PROBLEM STATEMENT:
The result should be an exact copy of the entries below, free of pictures.

(Stored items)
□ □ □ □

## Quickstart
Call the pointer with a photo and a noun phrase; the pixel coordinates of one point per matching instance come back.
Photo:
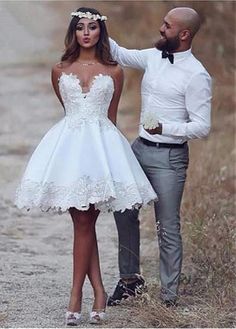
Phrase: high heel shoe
(73, 318)
(99, 316)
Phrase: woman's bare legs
(94, 274)
(84, 230)
(86, 259)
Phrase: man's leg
(127, 223)
(166, 170)
(131, 282)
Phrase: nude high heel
(73, 318)
(98, 316)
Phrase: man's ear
(184, 35)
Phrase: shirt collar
(179, 56)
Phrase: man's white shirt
(179, 93)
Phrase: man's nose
(86, 31)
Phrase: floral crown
(88, 15)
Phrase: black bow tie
(165, 54)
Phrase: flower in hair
(88, 15)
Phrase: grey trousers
(166, 171)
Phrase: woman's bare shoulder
(116, 71)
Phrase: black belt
(149, 143)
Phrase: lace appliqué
(106, 194)
(87, 108)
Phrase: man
(177, 88)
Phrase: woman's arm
(55, 75)
(118, 78)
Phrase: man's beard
(169, 45)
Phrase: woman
(84, 164)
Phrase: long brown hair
(72, 47)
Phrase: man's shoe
(169, 303)
(125, 290)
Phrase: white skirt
(92, 164)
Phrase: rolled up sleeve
(198, 105)
(128, 57)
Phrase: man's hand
(157, 130)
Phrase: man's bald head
(187, 18)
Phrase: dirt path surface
(36, 248)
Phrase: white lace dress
(84, 159)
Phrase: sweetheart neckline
(75, 76)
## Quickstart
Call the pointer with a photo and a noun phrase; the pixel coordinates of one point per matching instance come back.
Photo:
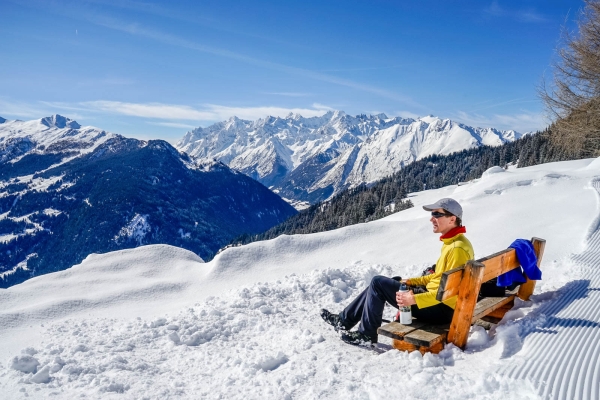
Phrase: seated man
(446, 217)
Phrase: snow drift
(246, 325)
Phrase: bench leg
(404, 346)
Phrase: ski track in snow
(266, 339)
(562, 355)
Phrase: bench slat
(495, 265)
(427, 336)
(449, 283)
(396, 330)
(489, 304)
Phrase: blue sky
(157, 69)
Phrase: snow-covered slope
(311, 159)
(246, 325)
(47, 135)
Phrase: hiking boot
(333, 319)
(358, 338)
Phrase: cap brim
(431, 207)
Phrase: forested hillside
(363, 204)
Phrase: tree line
(389, 195)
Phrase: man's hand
(405, 298)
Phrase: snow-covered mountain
(68, 191)
(311, 159)
(49, 135)
(156, 322)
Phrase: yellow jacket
(456, 251)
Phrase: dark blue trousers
(368, 307)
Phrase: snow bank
(156, 322)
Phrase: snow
(136, 229)
(157, 322)
(363, 149)
(47, 135)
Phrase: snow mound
(492, 171)
(132, 279)
(156, 322)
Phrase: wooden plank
(490, 304)
(404, 346)
(526, 289)
(449, 283)
(396, 330)
(427, 336)
(465, 304)
(485, 324)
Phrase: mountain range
(67, 191)
(307, 160)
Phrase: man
(446, 218)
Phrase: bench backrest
(493, 266)
(465, 282)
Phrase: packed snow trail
(561, 355)
(247, 324)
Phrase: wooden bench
(464, 282)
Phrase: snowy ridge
(332, 152)
(47, 135)
(246, 324)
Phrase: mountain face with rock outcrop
(67, 191)
(312, 159)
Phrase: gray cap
(447, 204)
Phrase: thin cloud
(523, 15)
(208, 112)
(289, 94)
(173, 125)
(173, 40)
(519, 100)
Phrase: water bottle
(405, 313)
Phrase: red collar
(453, 232)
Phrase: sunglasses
(437, 214)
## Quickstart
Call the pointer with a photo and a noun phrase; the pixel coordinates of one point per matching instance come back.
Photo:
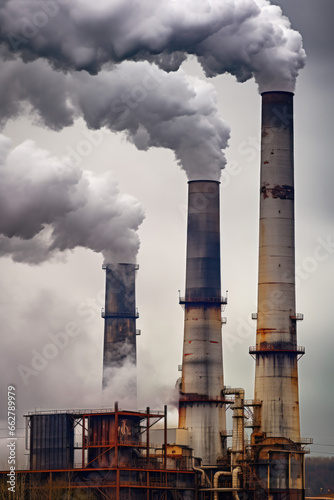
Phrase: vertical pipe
(120, 316)
(147, 434)
(200, 404)
(276, 375)
(83, 441)
(277, 353)
(117, 434)
(165, 437)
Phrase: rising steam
(154, 108)
(243, 37)
(48, 206)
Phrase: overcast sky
(61, 290)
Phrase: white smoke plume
(48, 206)
(154, 108)
(243, 37)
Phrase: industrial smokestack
(120, 316)
(276, 351)
(201, 407)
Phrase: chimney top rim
(277, 92)
(203, 180)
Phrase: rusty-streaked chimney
(276, 375)
(120, 316)
(201, 408)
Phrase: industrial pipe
(201, 406)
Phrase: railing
(297, 316)
(120, 314)
(203, 300)
(254, 349)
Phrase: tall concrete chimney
(120, 316)
(276, 350)
(201, 408)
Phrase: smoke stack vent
(201, 401)
(276, 351)
(120, 316)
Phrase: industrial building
(121, 454)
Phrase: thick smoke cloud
(243, 37)
(49, 206)
(154, 108)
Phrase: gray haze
(243, 37)
(156, 109)
(48, 205)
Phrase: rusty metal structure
(115, 458)
(201, 402)
(276, 438)
(109, 454)
(120, 316)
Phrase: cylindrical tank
(51, 441)
(201, 406)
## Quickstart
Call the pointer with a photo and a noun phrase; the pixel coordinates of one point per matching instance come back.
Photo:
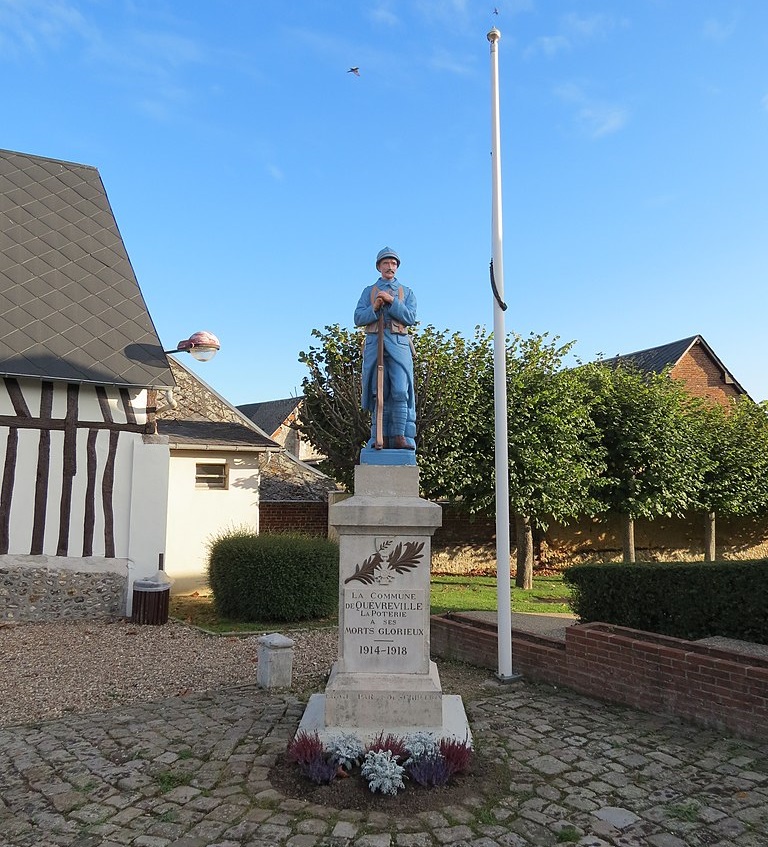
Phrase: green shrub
(683, 599)
(273, 577)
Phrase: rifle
(380, 385)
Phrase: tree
(733, 448)
(647, 432)
(555, 455)
(333, 419)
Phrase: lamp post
(202, 346)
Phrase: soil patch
(480, 785)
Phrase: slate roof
(70, 304)
(270, 414)
(203, 417)
(656, 359)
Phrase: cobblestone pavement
(193, 772)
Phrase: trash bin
(150, 599)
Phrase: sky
(254, 178)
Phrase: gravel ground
(51, 669)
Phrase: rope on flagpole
(496, 295)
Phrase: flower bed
(385, 764)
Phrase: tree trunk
(524, 533)
(628, 538)
(709, 537)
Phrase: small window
(210, 475)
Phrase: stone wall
(36, 593)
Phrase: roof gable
(202, 416)
(655, 359)
(658, 359)
(270, 414)
(72, 307)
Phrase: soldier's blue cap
(387, 253)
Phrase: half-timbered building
(83, 474)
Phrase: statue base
(372, 456)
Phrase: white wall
(196, 514)
(130, 512)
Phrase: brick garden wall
(310, 517)
(663, 538)
(710, 686)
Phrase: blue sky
(254, 179)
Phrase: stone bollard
(275, 665)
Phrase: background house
(226, 472)
(691, 361)
(84, 478)
(280, 419)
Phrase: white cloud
(444, 61)
(595, 118)
(574, 31)
(383, 14)
(594, 26)
(35, 26)
(599, 119)
(716, 30)
(549, 45)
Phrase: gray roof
(657, 359)
(270, 414)
(71, 305)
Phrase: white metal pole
(504, 605)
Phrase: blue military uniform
(399, 396)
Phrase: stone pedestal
(384, 680)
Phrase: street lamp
(202, 345)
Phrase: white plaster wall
(140, 493)
(197, 514)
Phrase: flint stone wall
(61, 588)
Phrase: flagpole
(503, 584)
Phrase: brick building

□ □ □ □

RESULT BELOW:
## Quickstart
Call the pointer with a photo and a noun phrase; the pixel coordinates of one point per matching instance come back.
Photo:
Phrase: high heel shoe
(73, 318)
(99, 316)
Phrase: woman's bare legs
(94, 274)
(84, 230)
(86, 259)
Phrase: man's leg
(127, 223)
(166, 170)
(131, 282)
Phrase: nude high heel
(73, 318)
(98, 316)
Phrase: man's ear
(184, 35)
Phrase: shirt collar
(179, 56)
Phrase: man's white shirt
(179, 93)
Phrase: man's nose
(86, 31)
Phrase: floral crown
(88, 15)
Phrase: black bow tie
(165, 54)
Phrase: flower in hair
(88, 15)
Phrase: grey trousers
(166, 171)
Phrase: woman's bare shoulder
(116, 71)
Phrase: black belt
(149, 143)
Phrase: lace appliqué
(106, 194)
(87, 108)
Phrase: man
(177, 88)
Phrase: woman's arm
(55, 75)
(118, 78)
Phrase: man's beard
(169, 45)
Phrase: woman
(84, 164)
Phrase: long brown hair
(72, 47)
Phrase: man's shoe
(169, 303)
(125, 290)
Phrase: white skirt
(92, 164)
Phrase: rolled up sleeve
(198, 105)
(128, 57)
Phrase: man's hand
(157, 130)
Phrase: man's bald head
(187, 18)
Phrase: dirt path surface
(36, 248)
Phrase: white lace dress
(84, 159)
Phrase: sweetheart neckline
(75, 76)
## Quickstart
Call the pointer with a photo and a noun phrase; the pixel coordinates of one point per matching instance come back.
Photo:
Phrase: seated man
(446, 217)
Phrase: snow drift
(246, 325)
Phrase: bench leg
(404, 346)
Phrase: ski track in snow
(266, 339)
(562, 355)
Phrase: bench slat
(495, 265)
(427, 336)
(449, 283)
(396, 330)
(489, 304)
Phrase: blue sky
(157, 69)
Phrase: snow-covered slope
(311, 159)
(246, 325)
(47, 135)
Phrase: hiking boot
(333, 319)
(358, 338)
Phrase: cap brim
(431, 207)
Phrase: forested hillside
(363, 204)
Phrase: tree line
(389, 195)
Phrase: man's hand
(405, 298)
Phrase: snow-covered mountain
(68, 191)
(311, 159)
(49, 135)
(156, 322)
Phrase: yellow jacket
(456, 251)
Phrase: dark blue trousers
(368, 307)
Phrase: snow bank
(156, 322)
Phrase: snow
(136, 229)
(157, 322)
(363, 149)
(47, 135)
Phrase: snow mound
(492, 171)
(132, 279)
(156, 322)
Phrase: wooden plank
(490, 304)
(404, 346)
(526, 289)
(449, 283)
(396, 330)
(427, 336)
(465, 304)
(485, 324)
Phrase: mountain range
(67, 191)
(307, 160)
Phrase: man
(446, 218)
Phrase: bench backrest
(493, 266)
(465, 282)
Phrase: packed snow trail
(561, 355)
(247, 324)
Phrase: wooden bench
(464, 282)
Phrase: snowy ridge
(332, 152)
(47, 135)
(246, 324)
Phrase: mountain face with rock outcrop
(67, 191)
(312, 159)
Phrase: gray cap
(447, 204)
Phrase: thin cloud
(523, 15)
(208, 112)
(289, 94)
(173, 125)
(173, 40)
(519, 100)
Phrase: water bottle
(405, 313)
Phrase: red collar
(453, 232)
Phrase: sunglasses
(437, 214)
## Quickstart
Call the pointer with a photo and a noun phrase; the pixel coordinates of one point per matching instance come back.
Photo:
Phrase: vertical pipe
(120, 316)
(147, 434)
(200, 404)
(276, 375)
(83, 441)
(277, 353)
(117, 434)
(165, 437)
Phrase: rising steam
(154, 108)
(243, 37)
(48, 206)
Phrase: overcast sky
(61, 290)
Phrase: white smoke plume
(48, 206)
(154, 108)
(243, 37)
Phrase: industrial smokestack
(120, 316)
(276, 351)
(201, 407)
Phrase: chimney top rim
(277, 92)
(203, 180)
Phrase: rusty-streaked chimney
(276, 375)
(120, 316)
(201, 408)
Phrase: industrial pipe
(201, 406)
Phrase: railing
(297, 316)
(120, 314)
(203, 300)
(254, 349)
Phrase: tall concrete chimney
(120, 316)
(276, 350)
(201, 408)
Phrase: smoke stack vent
(201, 401)
(276, 351)
(120, 316)
Phrase: industrial building
(121, 454)
Phrase: thick smoke cloud
(243, 37)
(49, 206)
(154, 108)
Phrase: gray haze
(243, 37)
(156, 109)
(48, 205)
Phrase: rusty metal structure
(115, 458)
(201, 402)
(276, 438)
(109, 454)
(120, 316)
Phrase: cylindrical tank
(51, 441)
(201, 406)
## Quickstart
Call the pointer with a photo and a noun phrase; the pixel coordinates of one point per matching instance come back.
Photo:
Phrase: green shrub
(683, 599)
(273, 577)
Phrase: rifle
(380, 385)
Phrase: tree
(733, 448)
(647, 432)
(555, 455)
(333, 419)
Phrase: lamp post
(202, 346)
Phrase: soil patch
(480, 785)
Phrase: slate roof
(70, 304)
(270, 414)
(203, 417)
(656, 359)
Phrase: cobblestone pavement
(193, 772)
Phrase: trash bin
(150, 599)
Phrase: sky
(254, 178)
Phrase: gravel ground
(51, 669)
Phrase: rope on flagpole
(496, 295)
Phrase: flower bed
(385, 764)
Phrase: tree trunk
(524, 533)
(628, 538)
(709, 537)
Phrase: small window
(210, 475)
Phrase: stone wall
(36, 593)
Phrase: roof gable
(202, 416)
(655, 359)
(658, 359)
(270, 414)
(72, 307)
Phrase: soldier's blue cap
(387, 253)
Phrase: half-timbered building
(83, 474)
Phrase: statue base
(372, 456)
Phrase: white wall
(196, 514)
(130, 512)
Phrase: brick garden wall
(310, 517)
(663, 538)
(710, 686)
Phrase: blue sky
(254, 179)
Phrase: stone bollard
(275, 665)
Phrase: background house
(226, 472)
(691, 361)
(84, 478)
(280, 419)
Phrase: white cloud
(444, 61)
(595, 118)
(574, 31)
(383, 14)
(594, 26)
(35, 26)
(599, 119)
(716, 30)
(549, 45)
Phrase: gray roof
(657, 359)
(270, 414)
(71, 305)
Phrase: white metal pole
(504, 605)
Phrase: blue military uniform
(399, 396)
Phrase: stone pedestal
(384, 680)
Phrase: street lamp
(202, 345)
Phrase: white plaster wall
(140, 493)
(197, 514)
Phrase: flint stone wall
(61, 588)
Phrase: flagpole
(503, 584)
Phrase: brick building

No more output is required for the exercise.